Job -
Quote the data below word for word, covering the stretch from its first line through the line that contains "[[378, 321]]", including both.

Data records -
--- start ---

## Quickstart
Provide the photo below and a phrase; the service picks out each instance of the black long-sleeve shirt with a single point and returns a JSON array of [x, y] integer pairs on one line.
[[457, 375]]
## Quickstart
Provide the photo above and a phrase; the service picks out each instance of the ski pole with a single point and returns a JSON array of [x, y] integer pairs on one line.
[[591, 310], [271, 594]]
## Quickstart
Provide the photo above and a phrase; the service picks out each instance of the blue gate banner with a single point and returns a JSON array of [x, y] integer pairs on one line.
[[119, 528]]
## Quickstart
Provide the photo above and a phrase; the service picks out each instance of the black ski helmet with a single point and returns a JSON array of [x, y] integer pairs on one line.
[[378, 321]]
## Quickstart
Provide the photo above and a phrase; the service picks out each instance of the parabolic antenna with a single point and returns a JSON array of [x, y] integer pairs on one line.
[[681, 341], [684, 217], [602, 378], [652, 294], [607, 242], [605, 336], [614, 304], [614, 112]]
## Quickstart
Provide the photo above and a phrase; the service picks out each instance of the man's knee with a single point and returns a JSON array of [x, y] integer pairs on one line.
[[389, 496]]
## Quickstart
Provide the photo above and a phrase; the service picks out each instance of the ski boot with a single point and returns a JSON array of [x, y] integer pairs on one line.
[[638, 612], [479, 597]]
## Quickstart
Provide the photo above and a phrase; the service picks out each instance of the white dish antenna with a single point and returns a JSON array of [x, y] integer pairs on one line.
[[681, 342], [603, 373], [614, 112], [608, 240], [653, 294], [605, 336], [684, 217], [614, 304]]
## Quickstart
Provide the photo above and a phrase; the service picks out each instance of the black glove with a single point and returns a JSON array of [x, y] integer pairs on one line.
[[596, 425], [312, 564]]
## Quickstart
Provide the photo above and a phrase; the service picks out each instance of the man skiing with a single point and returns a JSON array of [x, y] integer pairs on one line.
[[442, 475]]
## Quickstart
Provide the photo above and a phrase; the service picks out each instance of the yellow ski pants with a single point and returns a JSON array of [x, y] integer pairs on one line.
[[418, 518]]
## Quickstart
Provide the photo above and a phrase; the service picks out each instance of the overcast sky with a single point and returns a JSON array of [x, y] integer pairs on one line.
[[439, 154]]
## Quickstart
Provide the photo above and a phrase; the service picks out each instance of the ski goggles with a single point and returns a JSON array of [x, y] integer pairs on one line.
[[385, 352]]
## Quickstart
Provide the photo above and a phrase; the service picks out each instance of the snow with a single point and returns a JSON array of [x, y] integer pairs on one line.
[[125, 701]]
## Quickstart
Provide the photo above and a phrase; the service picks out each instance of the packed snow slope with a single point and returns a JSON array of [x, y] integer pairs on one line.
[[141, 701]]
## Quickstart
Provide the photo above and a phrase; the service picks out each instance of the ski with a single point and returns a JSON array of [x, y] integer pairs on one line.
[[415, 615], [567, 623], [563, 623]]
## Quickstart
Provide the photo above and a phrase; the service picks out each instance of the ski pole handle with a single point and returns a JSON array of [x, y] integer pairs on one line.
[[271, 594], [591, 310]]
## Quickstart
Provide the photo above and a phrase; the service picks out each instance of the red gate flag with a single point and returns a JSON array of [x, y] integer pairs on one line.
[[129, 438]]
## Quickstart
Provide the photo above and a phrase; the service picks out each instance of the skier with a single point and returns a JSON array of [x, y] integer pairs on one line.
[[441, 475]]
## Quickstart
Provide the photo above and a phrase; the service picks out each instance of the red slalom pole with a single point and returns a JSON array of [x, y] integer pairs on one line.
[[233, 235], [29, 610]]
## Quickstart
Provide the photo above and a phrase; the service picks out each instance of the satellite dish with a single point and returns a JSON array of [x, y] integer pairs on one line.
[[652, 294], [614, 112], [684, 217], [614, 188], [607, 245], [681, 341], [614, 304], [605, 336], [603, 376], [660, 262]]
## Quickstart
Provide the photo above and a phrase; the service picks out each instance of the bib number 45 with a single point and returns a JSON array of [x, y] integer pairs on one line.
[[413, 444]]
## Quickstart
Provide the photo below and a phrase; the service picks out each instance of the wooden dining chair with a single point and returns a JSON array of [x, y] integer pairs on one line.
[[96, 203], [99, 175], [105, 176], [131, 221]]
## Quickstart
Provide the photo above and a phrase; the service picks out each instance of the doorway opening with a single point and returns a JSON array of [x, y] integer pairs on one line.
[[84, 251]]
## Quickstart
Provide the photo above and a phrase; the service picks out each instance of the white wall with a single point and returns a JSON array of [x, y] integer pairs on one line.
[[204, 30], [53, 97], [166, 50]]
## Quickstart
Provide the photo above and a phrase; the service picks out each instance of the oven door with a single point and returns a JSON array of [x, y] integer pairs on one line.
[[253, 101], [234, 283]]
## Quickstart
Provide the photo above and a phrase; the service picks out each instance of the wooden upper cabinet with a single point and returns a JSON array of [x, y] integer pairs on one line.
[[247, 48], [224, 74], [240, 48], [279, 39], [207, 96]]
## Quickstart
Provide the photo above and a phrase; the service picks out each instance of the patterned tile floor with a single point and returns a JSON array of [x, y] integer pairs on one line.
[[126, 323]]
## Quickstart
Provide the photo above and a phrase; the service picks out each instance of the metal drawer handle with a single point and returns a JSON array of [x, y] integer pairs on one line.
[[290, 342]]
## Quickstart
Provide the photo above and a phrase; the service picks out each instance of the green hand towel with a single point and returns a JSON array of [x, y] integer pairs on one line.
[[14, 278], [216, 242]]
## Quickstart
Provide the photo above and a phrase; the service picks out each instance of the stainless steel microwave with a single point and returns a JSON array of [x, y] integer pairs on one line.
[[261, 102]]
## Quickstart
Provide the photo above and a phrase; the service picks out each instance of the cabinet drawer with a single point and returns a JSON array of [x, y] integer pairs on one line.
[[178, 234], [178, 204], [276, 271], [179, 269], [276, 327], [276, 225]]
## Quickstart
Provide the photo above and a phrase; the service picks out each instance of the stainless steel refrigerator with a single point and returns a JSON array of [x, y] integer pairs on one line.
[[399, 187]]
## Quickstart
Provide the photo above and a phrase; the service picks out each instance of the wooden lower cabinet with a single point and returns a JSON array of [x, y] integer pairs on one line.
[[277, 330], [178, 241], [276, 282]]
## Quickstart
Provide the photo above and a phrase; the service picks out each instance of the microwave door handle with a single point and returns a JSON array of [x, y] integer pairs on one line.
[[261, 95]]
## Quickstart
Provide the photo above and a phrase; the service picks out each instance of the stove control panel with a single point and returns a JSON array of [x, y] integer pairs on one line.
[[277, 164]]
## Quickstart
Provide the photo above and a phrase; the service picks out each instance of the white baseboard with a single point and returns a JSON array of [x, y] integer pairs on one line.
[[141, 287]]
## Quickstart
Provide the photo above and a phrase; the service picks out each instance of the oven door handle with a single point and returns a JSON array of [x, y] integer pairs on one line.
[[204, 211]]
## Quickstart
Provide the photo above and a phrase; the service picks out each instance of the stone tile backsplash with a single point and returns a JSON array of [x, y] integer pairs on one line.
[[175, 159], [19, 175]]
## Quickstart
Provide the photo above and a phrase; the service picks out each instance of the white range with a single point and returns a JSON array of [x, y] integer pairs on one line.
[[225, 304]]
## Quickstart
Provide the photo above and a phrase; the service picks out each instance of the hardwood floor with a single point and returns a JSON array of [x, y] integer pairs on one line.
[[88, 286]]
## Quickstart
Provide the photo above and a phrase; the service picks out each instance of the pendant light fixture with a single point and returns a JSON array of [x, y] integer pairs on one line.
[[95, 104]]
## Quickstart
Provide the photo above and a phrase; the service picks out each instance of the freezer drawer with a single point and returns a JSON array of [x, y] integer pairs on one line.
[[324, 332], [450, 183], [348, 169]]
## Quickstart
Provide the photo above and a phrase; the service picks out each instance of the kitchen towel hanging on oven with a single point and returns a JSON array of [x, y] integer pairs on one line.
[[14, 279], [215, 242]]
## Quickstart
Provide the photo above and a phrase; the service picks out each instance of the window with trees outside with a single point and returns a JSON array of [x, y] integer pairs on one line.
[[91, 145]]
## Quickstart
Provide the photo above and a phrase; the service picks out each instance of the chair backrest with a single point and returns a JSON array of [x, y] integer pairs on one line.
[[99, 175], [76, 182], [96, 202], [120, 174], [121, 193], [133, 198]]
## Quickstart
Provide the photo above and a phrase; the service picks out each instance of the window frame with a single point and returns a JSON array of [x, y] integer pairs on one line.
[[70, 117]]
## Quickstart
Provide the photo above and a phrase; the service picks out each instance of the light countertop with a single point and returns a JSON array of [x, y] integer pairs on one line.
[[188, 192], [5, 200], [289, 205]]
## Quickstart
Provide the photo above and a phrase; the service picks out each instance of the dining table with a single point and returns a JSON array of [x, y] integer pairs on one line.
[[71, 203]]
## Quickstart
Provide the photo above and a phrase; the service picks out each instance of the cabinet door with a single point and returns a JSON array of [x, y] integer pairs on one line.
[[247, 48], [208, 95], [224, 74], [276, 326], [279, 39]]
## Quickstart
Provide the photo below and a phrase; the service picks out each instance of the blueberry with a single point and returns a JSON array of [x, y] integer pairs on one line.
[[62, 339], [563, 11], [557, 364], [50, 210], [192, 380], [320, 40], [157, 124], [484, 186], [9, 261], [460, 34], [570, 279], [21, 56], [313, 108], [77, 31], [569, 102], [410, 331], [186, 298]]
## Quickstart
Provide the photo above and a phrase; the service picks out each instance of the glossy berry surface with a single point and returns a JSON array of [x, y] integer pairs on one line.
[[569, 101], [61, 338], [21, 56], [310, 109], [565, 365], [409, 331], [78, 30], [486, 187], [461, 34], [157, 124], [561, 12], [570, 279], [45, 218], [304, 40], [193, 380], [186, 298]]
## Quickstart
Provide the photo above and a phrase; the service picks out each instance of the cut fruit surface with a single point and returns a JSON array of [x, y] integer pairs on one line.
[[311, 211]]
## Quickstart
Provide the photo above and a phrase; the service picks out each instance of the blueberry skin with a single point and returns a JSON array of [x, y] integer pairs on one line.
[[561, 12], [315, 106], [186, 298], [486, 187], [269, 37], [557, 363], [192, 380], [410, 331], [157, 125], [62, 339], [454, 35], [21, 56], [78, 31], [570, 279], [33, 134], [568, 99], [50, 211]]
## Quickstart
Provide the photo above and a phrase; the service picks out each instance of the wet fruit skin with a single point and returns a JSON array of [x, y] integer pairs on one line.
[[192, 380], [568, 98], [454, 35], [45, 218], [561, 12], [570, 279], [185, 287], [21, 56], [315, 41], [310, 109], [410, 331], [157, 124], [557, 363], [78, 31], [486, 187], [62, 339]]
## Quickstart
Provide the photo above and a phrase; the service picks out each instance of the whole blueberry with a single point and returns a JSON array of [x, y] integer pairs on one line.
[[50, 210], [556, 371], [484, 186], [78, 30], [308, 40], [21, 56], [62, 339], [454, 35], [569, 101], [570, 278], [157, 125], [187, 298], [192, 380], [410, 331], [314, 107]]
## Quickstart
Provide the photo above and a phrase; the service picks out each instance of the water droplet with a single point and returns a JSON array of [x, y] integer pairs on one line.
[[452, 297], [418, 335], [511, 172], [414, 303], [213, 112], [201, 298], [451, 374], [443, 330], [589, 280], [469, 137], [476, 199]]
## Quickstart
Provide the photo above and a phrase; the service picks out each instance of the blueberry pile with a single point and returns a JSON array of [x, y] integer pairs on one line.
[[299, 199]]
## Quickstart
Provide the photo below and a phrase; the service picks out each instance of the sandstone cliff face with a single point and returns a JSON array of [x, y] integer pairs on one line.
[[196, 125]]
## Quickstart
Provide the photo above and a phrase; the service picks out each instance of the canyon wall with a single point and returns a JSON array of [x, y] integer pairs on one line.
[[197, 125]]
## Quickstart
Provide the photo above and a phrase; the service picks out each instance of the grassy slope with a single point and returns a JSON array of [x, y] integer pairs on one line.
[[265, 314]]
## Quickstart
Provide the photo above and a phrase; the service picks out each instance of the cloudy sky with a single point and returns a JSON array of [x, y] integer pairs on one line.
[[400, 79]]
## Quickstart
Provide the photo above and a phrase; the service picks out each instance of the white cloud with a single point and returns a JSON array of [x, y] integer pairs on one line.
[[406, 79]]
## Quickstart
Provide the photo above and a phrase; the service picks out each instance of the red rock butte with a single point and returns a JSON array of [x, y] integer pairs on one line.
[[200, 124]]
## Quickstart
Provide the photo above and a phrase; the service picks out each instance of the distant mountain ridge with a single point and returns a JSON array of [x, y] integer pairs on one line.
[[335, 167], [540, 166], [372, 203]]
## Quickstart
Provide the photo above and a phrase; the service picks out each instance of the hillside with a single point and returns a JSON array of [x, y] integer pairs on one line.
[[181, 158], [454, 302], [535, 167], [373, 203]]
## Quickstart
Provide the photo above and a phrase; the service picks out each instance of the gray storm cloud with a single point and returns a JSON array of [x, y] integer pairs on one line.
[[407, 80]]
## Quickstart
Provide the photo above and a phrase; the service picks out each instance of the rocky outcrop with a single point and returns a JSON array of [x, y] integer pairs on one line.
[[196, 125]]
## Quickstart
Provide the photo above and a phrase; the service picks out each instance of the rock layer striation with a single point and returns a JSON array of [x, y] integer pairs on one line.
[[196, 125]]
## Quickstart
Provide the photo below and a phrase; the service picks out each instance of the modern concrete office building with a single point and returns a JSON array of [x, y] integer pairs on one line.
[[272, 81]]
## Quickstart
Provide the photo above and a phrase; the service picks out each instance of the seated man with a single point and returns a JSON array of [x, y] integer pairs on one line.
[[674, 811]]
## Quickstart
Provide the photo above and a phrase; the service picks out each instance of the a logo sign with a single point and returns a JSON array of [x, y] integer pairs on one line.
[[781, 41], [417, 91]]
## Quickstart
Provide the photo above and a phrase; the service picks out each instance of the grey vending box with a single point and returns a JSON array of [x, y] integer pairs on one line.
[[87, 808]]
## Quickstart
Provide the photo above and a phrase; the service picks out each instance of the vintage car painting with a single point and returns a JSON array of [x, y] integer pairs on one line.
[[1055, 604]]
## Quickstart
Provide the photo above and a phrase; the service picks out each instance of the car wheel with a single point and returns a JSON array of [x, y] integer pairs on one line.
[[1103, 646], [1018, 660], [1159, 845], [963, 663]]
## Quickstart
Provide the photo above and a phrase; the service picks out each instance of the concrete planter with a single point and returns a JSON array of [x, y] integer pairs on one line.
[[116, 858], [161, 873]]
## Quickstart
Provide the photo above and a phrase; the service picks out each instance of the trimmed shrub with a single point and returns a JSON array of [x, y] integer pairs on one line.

--- end ---

Exercise response -
## Quickstart
Provide the photo below and a phrase; the service picks out each instance of the black long-sleeve shirt with a single point and returns a JSON array of [x, y] integer pairs on one line.
[[457, 375]]
## Quickstart
Provide the photo above and a phrase; the service picks out each instance of the ski pole with a single point and returns a JSON array of [x, y] integer pairs on one line.
[[591, 310], [271, 594]]
## Quickstart
Provide the photo above and a phrase; the service picks out each instance of the blue gate banner with a single point and returns a JSON array of [x, y] integer pairs on one line.
[[119, 528]]
## Quickstart
Provide the photo above and a phrase; the service picks out each instance of the black ski helmet with a single point and returns a JSON array of [x, y] integer pairs on one line.
[[378, 321]]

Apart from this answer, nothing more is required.